Exercício proposto a: Formate como CSV de duas colunas, "enunciado" e "resposta", a parte da listagem que vai da linha com "Can you spot the front bumper" até a linha com "x=212, y=146", pondo cada enunciado e sua resposta numa mesma linha. Coloque cada campo entre aspas e troque as quebras de linha por espaços.

Trecho da página:
Publicidade

Guarany é um artista, está na história do rio e até em romance

  • em



A vida de Francisco Biquiba dy Lafuente Guarany, vida longa de 90 anos, não é de plantar em lameiro, nem de pastorear boi, nem de pescar, nem de cortar a lenha para caldeira de gaiola – esses trabalhos comuns a quase todos os viventes do São Francisco.

 

 

Guarany é um artista, está na história do rio e até em romance – Porto Calendário, de Osório Alves de Castro – por causa de sua profissão: é o único homem do mundo que vive da profissão de carranqueiro. Carranqueiro foi uma profissão que surgiu no século passado,no São Francisco, quando todas as barcas usavam na proa enormes figuras esculpidas em madeira, representando cabeças de animais, figuras estranhas – as carrancas. Guarany é filho de um dos primeiros carranqueiros, Cornélio Biquiba [1], mas do que gostava mais era fazer imagem de santo, que aprendeu a esculpir com João Imaginário[2], artista de arte fina. Aprendeu tão bem que uma vez esculpiu dois Cristos, depois botou cada um num prato de balança, os dois pesaram igualzinho. Só deixou de fazer essas belezas de imagens quando precisou ganhar a vida, e fazer carranca era mais negócio: “Tudo que era barca tava usando”. Em 1901 fez a primeira, para a barca “Tamandaré”, de Conrado Correia de Almeida[3]. Tão bem feita que espalhou sua fama pelo mundo inteiro. Nos anos 1930, com o aparecimento dos primeiros barcos a motor, as carrancas foram caindo de moda, os carranqueiros sumindo. Ficou Guarany, com sua fama, vivendo até hoje da profissão. Tem carrancas em museus da Alemanha, da França, da Argentina, dos Estados Unidos. Depois dele só apareceu um artista importante – Davi Miranda, em Pirapora—, mas este não vive da profissão, é marceneiro da Companhia de Navegação, faz carrancas, nas horas vagas, de encomenda. Guarany vive só das carrancas que faz, não dá conta das encomendas feitas pelas galerias de arte. Pequenino, magro e curvado, ele vive os seus dias cavando com um formão as figuras que marcaram época no rio e dele desapareceram como que por encanto. Ficou o mistério em torno de suas origens, discutido em livros, alguns autores chegando a afirmar que foram introduzidas no São Francisco pelos fenícios. E as razões de seu uso seriam religiosas. Guarany, que viu as primeiras saírem das mãos do pai, em fins do século passado, explica tudo com mais simplicidade:

 

 

— Um dia uma barca encostou de tardezinha na praia, tempo bom, a família do barqueiro foi dormir numa esteira na areia. Tinha um menino novo que rolou da esteira, jacaré pegou e levou. Aí o barqueiro achou que devia ter qualquer coisa na barca pra espantar bichos brabos e chegou num mestre carpinteiro e mandou fazer uma figura de cara bem feia. Aí todo mundo começou a botar carranca. E diz também que elas serviam pra espantar assombração, caboclo-d’água, capeta, essas coisas ruim.

Exercício proposto b: No trecho sobre o carranqueiro Guarany, substitua "lenha" por "madeira" e reescreva a passagem de "Publicidade" a "do São Francisco.".

Dados de entrada:
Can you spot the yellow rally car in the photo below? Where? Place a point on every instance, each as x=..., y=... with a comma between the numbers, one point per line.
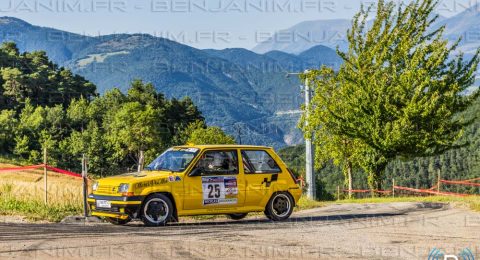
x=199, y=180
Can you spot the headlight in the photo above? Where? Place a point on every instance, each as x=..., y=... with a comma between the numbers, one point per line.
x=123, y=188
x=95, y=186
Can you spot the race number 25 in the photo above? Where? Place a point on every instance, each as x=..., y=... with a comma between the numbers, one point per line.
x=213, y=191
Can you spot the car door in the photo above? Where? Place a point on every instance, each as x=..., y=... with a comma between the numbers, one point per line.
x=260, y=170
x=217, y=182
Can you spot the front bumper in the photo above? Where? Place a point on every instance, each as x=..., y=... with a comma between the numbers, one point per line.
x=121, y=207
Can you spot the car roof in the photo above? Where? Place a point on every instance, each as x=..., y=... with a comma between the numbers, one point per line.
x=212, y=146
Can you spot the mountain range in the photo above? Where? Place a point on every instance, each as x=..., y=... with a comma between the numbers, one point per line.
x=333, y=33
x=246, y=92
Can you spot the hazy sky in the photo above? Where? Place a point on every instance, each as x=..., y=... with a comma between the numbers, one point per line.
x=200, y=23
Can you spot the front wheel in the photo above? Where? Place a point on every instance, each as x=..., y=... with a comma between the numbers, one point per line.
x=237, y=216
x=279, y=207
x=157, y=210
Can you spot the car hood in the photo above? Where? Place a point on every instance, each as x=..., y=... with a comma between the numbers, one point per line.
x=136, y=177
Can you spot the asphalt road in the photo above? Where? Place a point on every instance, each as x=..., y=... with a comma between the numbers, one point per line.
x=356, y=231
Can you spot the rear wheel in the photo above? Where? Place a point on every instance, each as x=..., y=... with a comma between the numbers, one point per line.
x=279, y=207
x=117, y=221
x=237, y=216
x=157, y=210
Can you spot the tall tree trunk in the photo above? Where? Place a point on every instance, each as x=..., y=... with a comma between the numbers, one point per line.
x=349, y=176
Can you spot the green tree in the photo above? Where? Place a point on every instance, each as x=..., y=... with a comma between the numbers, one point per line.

Resposta a:
enunciado,resposta
"Can you spot the front bumper in the photo above? Where? Place a point on every instance, each as x=..., y=... with a comma between the numbers, one point per line.","x=121, y=207"
"Can you spot the car roof in the photo above? Where? Place a point on every instance, each as x=..., y=... with a comma between the numbers, one point per line.","x=212, y=146"

Resposta b:
Publicidade

Guarany é um artista, está na história do rio e até em romance

  • em



A vida de Francisco Biquiba dy Lafuente Guarany, vida longa de 90 anos, não é de plantar em lameiro, nem de pastorear boi, nem de pescar, nem de cortar a madeira para caldeira de gaiola – esses trabalhos comuns a quase todos os viventes do São Francisco.